Format every line of the data below as a numbered list, skipping blank lines and leaving the pictures out.

> PROVIDED RECORDS:
════════

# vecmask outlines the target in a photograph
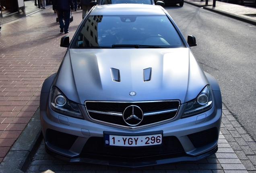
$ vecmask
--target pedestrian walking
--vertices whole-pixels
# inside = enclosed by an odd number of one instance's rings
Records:
[[[41,4],[42,6],[41,9],[46,9],[46,0],[41,0]]]
[[[1,11],[2,11],[2,7],[1,7],[1,4],[0,4],[0,12]],[[0,21],[0,34],[1,34],[1,21]]]
[[[74,9],[75,11],[77,11],[77,0],[74,0]]]
[[[55,11],[58,10],[58,20],[60,22],[60,32],[64,32],[65,34],[68,33],[68,27],[70,21],[70,8],[71,10],[74,10],[74,5],[72,0],[55,0],[54,3],[56,3],[56,9]],[[54,4],[54,6],[55,4]],[[65,24],[63,22],[63,19],[65,21]]]
[[[82,17],[83,19],[91,8],[91,7],[90,6],[90,2],[91,1],[91,0],[81,0],[81,8],[83,9]]]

════════

> WORKED SOLUTION:
1. # vecmask outlines the target in a photograph
2. $ vecmask
3. --target pedestrian walking
4. --vertices whole-pixels
5. # inside = enclosed by an odd number of one instance's rings
6. Records:
7. [[[41,4],[42,6],[41,9],[46,9],[46,0],[41,0]]]
8. [[[1,11],[2,11],[2,7],[1,7],[1,4],[0,4],[0,12]],[[0,21],[0,34],[1,34],[1,21]]]
9. [[[74,9],[75,11],[77,11],[77,0],[74,0]]]
10. [[[55,11],[58,10],[58,20],[60,22],[60,32],[64,32],[65,34],[68,33],[68,27],[70,21],[70,8],[71,10],[74,10],[74,5],[72,0],[55,0],[54,3],[56,3],[56,9]],[[54,4],[54,6],[55,4]],[[65,24],[63,22],[63,19],[65,21]]]
11. [[[82,17],[83,19],[91,8],[91,7],[90,6],[90,2],[91,1],[91,0],[81,0],[81,8],[83,9]]]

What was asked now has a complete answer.